__YOUR GOAL__. Repeat the entire listing exactly.

__SOURCE MATERIAL__.
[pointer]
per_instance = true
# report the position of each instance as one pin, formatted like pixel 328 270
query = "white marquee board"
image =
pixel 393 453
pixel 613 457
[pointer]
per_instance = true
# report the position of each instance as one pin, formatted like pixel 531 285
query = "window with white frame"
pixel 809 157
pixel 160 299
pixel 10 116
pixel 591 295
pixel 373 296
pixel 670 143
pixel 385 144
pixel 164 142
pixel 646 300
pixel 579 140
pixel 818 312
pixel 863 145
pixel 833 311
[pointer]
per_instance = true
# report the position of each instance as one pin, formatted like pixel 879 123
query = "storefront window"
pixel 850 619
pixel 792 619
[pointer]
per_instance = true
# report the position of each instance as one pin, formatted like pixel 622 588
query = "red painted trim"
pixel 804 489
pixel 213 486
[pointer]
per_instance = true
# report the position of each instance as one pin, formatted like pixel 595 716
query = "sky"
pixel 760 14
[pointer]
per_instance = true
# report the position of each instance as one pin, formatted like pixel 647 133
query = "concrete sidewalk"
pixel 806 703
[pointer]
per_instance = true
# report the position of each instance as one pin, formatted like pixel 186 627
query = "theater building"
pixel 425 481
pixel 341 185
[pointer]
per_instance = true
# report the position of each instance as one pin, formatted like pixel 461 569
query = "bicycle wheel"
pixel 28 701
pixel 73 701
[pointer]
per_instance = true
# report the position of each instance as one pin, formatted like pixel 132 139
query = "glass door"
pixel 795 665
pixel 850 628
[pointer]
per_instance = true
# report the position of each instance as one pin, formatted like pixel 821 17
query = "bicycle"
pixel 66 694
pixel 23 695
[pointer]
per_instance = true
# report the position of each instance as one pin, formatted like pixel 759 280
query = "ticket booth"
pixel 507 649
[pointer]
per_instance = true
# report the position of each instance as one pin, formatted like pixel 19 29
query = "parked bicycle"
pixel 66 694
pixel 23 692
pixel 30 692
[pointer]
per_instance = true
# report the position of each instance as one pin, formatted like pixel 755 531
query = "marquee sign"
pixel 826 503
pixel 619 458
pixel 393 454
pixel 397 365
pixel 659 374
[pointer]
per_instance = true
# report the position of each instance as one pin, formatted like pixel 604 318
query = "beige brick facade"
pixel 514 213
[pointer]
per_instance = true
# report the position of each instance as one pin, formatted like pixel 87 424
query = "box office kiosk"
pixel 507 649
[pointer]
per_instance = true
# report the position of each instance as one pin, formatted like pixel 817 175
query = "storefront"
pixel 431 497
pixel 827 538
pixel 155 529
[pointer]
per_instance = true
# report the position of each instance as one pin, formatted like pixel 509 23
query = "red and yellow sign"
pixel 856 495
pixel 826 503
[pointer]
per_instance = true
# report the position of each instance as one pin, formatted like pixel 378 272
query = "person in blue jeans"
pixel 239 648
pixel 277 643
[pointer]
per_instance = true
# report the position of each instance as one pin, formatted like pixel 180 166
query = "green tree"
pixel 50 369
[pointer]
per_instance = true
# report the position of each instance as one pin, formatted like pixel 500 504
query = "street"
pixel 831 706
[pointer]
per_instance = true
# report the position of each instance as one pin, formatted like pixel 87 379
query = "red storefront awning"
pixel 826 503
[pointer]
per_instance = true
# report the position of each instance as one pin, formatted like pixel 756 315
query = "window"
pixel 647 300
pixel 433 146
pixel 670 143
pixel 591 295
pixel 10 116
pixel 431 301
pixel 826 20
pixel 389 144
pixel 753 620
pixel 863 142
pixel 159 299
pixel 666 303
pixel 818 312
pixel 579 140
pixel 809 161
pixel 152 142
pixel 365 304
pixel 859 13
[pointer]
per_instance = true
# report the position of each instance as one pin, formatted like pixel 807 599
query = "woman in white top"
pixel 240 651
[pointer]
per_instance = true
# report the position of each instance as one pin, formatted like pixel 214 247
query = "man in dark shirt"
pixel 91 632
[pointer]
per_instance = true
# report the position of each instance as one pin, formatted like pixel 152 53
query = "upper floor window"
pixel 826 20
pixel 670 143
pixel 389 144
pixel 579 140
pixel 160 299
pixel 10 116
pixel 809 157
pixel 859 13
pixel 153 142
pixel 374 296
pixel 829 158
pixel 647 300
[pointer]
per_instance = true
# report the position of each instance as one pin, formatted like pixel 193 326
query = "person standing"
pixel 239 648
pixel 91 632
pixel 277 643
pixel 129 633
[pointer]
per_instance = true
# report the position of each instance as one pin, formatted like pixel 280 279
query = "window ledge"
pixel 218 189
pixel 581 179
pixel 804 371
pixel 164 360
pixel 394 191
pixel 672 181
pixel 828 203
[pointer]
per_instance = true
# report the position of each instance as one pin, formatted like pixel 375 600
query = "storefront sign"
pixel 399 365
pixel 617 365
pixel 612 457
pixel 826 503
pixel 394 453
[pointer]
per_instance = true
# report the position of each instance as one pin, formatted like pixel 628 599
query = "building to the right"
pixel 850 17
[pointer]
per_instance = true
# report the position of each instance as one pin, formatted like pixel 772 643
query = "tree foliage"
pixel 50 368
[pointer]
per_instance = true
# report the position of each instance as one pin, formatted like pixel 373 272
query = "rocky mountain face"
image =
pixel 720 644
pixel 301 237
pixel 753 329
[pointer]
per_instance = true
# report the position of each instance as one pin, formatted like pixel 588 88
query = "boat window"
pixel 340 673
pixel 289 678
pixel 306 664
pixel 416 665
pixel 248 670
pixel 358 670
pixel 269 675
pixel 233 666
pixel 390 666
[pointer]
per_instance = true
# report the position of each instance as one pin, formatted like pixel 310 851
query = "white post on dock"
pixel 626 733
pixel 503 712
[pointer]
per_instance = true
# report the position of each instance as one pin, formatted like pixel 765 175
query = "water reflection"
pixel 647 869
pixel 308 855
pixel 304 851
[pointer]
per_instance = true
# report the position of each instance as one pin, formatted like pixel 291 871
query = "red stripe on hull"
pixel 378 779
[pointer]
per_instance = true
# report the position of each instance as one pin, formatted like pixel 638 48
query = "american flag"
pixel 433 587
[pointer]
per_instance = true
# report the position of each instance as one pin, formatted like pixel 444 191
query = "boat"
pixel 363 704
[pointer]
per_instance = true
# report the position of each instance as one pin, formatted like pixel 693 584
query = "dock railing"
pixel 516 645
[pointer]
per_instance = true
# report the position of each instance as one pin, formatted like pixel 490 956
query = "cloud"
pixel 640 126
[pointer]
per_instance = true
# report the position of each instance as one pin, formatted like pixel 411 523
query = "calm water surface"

__RESULT__.
[pointer]
per_instance = true
# report the position of each instance as one pin, formatted like pixel 328 270
query = "white marquee board"
image =
pixel 393 453
pixel 613 457
[pointer]
per_instance = true
# report the position of each instance as one pin, formatted like pixel 531 285
query = "window with white frame"
pixel 809 157
pixel 160 299
pixel 10 116
pixel 591 295
pixel 373 296
pixel 670 143
pixel 385 144
pixel 164 142
pixel 646 300
pixel 579 140
pixel 818 312
pixel 863 145
pixel 833 311
[pointer]
per_instance = true
# report the position of each instance as one pin, formatted like pixel 879 123
query = "storefront window"
pixel 850 619
pixel 792 619
[pointer]
per_instance = true
# report the position of each instance as one pin, formatted like pixel 622 588
query = "red painted trim"
pixel 804 489
pixel 213 486
[pointer]
per_instance = true
# report the position of each instance as one pin, formatted like pixel 595 716
query = "sky"
pixel 760 14
[pointer]
per_instance = true
# report the position of each instance as one pin, formatted like pixel 647 133
query = "concrete sidewalk"
pixel 806 703
[pointer]
per_instance = true
# report the position of each instance as one pin, formatted like pixel 186 627
query = "theater building"
pixel 425 481
pixel 341 185
[pointer]
per_instance = true
# report the position of each instance as one pin, formatted like pixel 461 569
query = "bicycle wheel"
pixel 28 701
pixel 73 701
[pointer]
per_instance = true
# report the position of each instance as one pin, formatted like pixel 132 139
query = "glass door"
pixel 795 665
pixel 850 628
[pointer]
per_instance = true
# report the position of each instance as one pin, formatted like pixel 821 17
query = "bicycle"
pixel 66 694
pixel 23 695
[pointer]
per_instance = true
# report the position of each instance as one pin, formatted like pixel 759 280
query = "ticket booth"
pixel 507 649
[pointer]
per_instance = true
# report the position of each instance as one pin, formatted like pixel 19 29
query = "parked bicycle"
pixel 66 694
pixel 23 692
pixel 30 692
[pointer]
per_instance = true
# report the position of each instance as one pin, formatted like pixel 755 531
query = "marquee sign"
pixel 826 503
pixel 619 458
pixel 393 454
pixel 397 365
pixel 659 374
[pointer]
per_instance = true
# report the position of each instance as one pin, formatted like pixel 604 318
query = "beige brick facade"
pixel 514 213
[pointer]
per_instance = true
# report the position of each instance as one pin, formatted like pixel 87 424
query = "box office kiosk"
pixel 507 649
[pointer]
per_instance = true
# report the position of each instance as one pin, formatted like pixel 817 175
query = "storefront"
pixel 431 497
pixel 827 538
pixel 155 529
[pointer]
per_instance = true
# report the position of each instance as one pin, formatted like pixel 509 23
query = "red and yellow sign"
pixel 856 495
pixel 826 503
[pointer]
per_instance = true
# report the position of each instance as one pin, formatted like pixel 378 272
query = "person in blue jeans"
pixel 239 648
pixel 277 643
[pointer]
per_instance = true
# report the position of each instance as one pin, formatted like pixel 180 166
query = "green tree"
pixel 50 369
[pointer]
per_instance = true
# report the position of each instance as one pin, formatted like pixel 500 504
query = "street"
pixel 831 706
[pointer]
per_instance = true
# report the position of each instance as one pin, formatted like pixel 87 379
query = "red storefront awning"
pixel 826 503
[pointer]
per_instance = true
# report the position of each instance as one pin, formatted like pixel 756 315
query = "window"
pixel 647 300
pixel 433 146
pixel 670 143
pixel 591 295
pixel 10 116
pixel 431 301
pixel 826 20
pixel 389 144
pixel 753 620
pixel 863 142
pixel 159 299
pixel 666 303
pixel 818 312
pixel 579 140
pixel 809 161
pixel 152 142
pixel 365 304
pixel 859 13
[pointer]
per_instance = true
# report the position of each instance as one pin, formatted like pixel 807 599
query = "woman in white top"
pixel 240 651
[pointer]
per_instance = true
# report the position of each instance as one pin, formatted like pixel 214 247
query = "man in dark shirt"
pixel 91 632
[pointer]
per_instance = true
# report the position of each instance as one pin, formatted like pixel 152 53
query = "upper floor window"
pixel 826 20
pixel 670 143
pixel 389 144
pixel 579 140
pixel 160 299
pixel 10 116
pixel 809 157
pixel 859 13
pixel 153 142
pixel 374 296
pixel 829 158
pixel 647 300
[pointer]
per_instance = true
# report the position of each instance as one pin, formatted like pixel 193 326
query = "person standing"
pixel 239 648
pixel 91 632
pixel 277 643
pixel 129 633
[pointer]
per_instance = true
# report the position of each instance as one pin, formatted like pixel 280 279
query = "window ledge"
pixel 218 189
pixel 581 179
pixel 804 371
pixel 164 360
pixel 394 191
pixel 672 181
pixel 828 203
[pointer]
per_instance = true
# report the position of each instance as one pin, formatted like pixel 375 600
query = "storefront sign"
pixel 399 365
pixel 617 365
pixel 612 457
pixel 826 503
pixel 394 453
[pointer]
per_instance = true
# report the position of each instance as one pin, formatted like pixel 628 599
query = "building to the right"
pixel 850 17
[pointer]
per_instance = true
# report the position of each instance as one pin, formatted like pixel 772 643
query = "tree foliage"
pixel 50 368
[pointer]
per_instance = true
# report the position of each instance as one pin, formatted like pixel 373 272
query = "rocky mountain face"
image =
pixel 720 644
pixel 301 237
pixel 753 329
[pointer]
per_instance = true
# report the position of each instance as one pin, formatted like pixel 588 88
query = "boat window"
pixel 340 673
pixel 289 678
pixel 306 664
pixel 416 665
pixel 248 670
pixel 358 670
pixel 269 675
pixel 233 666
pixel 390 666
[pointer]
per_instance = true
# report the position of each instance as one pin, formatted like pixel 310 851
query = "white post on dock"
pixel 626 733
pixel 503 712
[pointer]
per_instance = true
# report the position of each instance as one pin, formatted like pixel 765 175
query = "water reflection"
pixel 647 869
pixel 308 855
pixel 304 851
[pointer]
per_instance = true
# report the position of each instance as one pin, formatted like pixel 291 871
query = "red stripe on hull"
pixel 378 779
[pointer]
per_instance = true
# report the position of each instance as one pin, formatted like pixel 638 48
query = "american flag"
pixel 433 587
[pointer]
per_instance = true
# report the position of each instance as one pin, formatted like pixel 444 191
query = "boat"
pixel 363 704
[pointer]
per_instance = true
# report the position of each instance as one pin, formatted like pixel 693 584
query = "dock railing"
pixel 516 645
[pointer]
per_instance = true
# report the position of each instance as one pin, formatted like pixel 490 956
query = "cloud"
pixel 640 126
[pointer]
per_instance = true
# report the position of each instance as one pin, formatted like pixel 411 523
query = "calm water surface"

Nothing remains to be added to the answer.